• _Exercise objective_
Gather the lines from the material that contain "point".
------ Data records ------
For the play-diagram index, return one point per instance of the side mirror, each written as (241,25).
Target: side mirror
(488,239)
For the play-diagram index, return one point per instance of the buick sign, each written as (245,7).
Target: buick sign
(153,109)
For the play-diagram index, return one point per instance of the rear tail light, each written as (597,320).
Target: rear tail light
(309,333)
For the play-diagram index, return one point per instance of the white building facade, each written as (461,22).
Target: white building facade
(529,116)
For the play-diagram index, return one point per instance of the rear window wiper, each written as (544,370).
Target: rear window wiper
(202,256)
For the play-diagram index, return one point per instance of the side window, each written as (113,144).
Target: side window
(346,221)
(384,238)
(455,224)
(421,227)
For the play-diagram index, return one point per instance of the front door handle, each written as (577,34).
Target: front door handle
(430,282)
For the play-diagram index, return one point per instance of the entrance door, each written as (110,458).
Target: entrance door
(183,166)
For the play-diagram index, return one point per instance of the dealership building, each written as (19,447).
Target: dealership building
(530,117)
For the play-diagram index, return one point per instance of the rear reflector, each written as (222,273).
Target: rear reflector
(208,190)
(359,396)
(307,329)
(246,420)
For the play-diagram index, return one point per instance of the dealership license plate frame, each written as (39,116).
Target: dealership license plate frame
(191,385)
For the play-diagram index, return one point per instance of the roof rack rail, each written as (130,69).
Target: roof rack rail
------
• _Reply_
For the play-diagram index, return one point per instance of the side mirror, each written as (241,25).
For the play-diagram index, return one point per instance of the buick sign, each written as (245,7).
For the play-diagram index, return one point per instance of the rear tail light, each written as (597,320).
For the play-diagram index, return one point per instance of the white building facade, each written as (461,22).
For the play-diagram index, return one point per instance of the rear window wiper, each written as (544,370).
For the play-diagram index, return one point per instance of the side window, each written as (113,144).
For the play-diagram index, return one point per instance of the front door handle, each written as (577,34).
For the play-diagram index, return one point per instance of the entrance door, each written as (110,458).
For the play-diagram index, return one point per instance of the dealership building, each written as (19,447).
For the play-diagram index, return one point per instance of the rear reflector, each written as (222,273).
For the play-diagram index, return one point per instance of the dealership license plate frame, each written as (39,116).
For the play-diagram index, return one point per instance of the roof rack rail, each written as (130,69).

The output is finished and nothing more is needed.